#### TEXT
>>>

Schlußakkord

Regie:
Detlef Sierck
Autor:
Kurt Heuser
Detlef Sierck
Land: D
Jahr: 1936
Länge: 98 min.
Format: 1,37 : 1
schwarz-weiß

Berlin. Um seine Ehe zu verbessern, adoptiert der gefeierte Dirigent Willy Birgel (Erich Garvenberg) den kleinen Peter Bosse (Peter). Bosses Mutter Maria von Tasnady (Hanna Müller), nach dem Tode ihres Mannes aus New York nach Deutschland zurückgekehrt, wird Kindermädchen bei Birgel. Dessen Frau Lil Dagover (Charlotte), verstrickt in alte Affären, stirbt von eigener Hand durch Gift. Von Tasnady wird wegen Mordes angeklagt, aber freigesprochen. Sie und Birgel werden ein Paar.

Spiel und Inszenierung stimmen, aber das Drehbuch setzt auf eine Fülle von Musik-Sequenzen und unterschiebt dem Vorgang der Emigration unehrenhafte Motive. In der Darstellung der „bösen“ Ehefrau durchaus differenziert. Ein schwächerer Film Siercks.

Mit Kurt Meisel (Baron Saviany), Theodor Loos (Professor Obereit), Erich Ponto (Richter), Maria Koppenhöfer (Wirtschafterin Freese). Erna Berger singt.

<<<

#### GEGEBENE DATEN

>>>

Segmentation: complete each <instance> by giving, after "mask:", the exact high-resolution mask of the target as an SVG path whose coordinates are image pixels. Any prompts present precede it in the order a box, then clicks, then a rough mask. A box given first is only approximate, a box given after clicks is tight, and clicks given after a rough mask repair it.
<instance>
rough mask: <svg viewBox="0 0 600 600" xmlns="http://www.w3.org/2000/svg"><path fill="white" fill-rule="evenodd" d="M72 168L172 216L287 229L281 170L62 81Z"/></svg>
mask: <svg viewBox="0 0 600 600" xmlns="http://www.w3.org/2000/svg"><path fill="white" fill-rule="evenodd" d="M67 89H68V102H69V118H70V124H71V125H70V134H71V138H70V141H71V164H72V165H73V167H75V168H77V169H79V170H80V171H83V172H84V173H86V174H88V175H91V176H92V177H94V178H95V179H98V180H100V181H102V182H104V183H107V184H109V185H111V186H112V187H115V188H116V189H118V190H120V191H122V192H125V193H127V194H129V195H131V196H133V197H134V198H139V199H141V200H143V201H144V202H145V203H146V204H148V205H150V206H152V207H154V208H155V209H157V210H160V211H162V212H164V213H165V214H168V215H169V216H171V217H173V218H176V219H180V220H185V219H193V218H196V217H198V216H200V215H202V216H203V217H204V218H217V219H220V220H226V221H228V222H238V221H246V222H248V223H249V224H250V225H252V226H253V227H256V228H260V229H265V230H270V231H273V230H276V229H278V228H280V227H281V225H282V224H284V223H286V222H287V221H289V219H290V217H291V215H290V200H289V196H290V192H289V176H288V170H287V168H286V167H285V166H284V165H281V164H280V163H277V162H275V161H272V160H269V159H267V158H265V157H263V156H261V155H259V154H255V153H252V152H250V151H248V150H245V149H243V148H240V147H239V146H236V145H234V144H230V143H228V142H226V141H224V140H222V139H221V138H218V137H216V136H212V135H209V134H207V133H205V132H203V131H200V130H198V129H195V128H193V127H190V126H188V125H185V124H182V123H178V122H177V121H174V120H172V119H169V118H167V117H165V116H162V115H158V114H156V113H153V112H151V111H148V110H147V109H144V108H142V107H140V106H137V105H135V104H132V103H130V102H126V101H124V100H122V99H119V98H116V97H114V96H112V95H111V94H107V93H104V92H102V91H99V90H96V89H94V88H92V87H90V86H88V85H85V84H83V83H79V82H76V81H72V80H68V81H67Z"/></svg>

<<<

#### AUFGABEN
A. Beantworte anhand des Filmeintrags zu „Schlußakkord“ kurz diese Fragen:
(i) Wer führte bei dem Film Regie?
(ii) Aus welcher Stadt kehrt Hanna Müller nach Deutschland zurück?
(iii) Wer spielt den Richter?
B. Schreibe aus dem Filmeintrag zu „Schlußakkord“ alles von „Spiel und Inszenierung“ bis hinunter zu „schwächerer Film Siercks.“ unverändert ab.

#### LÖSUNGEN
A.
(i) Detlef Sierck
(ii) Aus New York
(iii) Erich Ponto

B.
Spiel und Inszenierung stimmen, aber das Drehbuch setzt auf eine Fülle von Musik-Sequenzen und unterschiebt dem Vorgang der Emigration unehrenhafte Motive. In der Darstellung der „bösen“ Ehefrau durchaus differenziert. Ein schwächerer Film Siercks.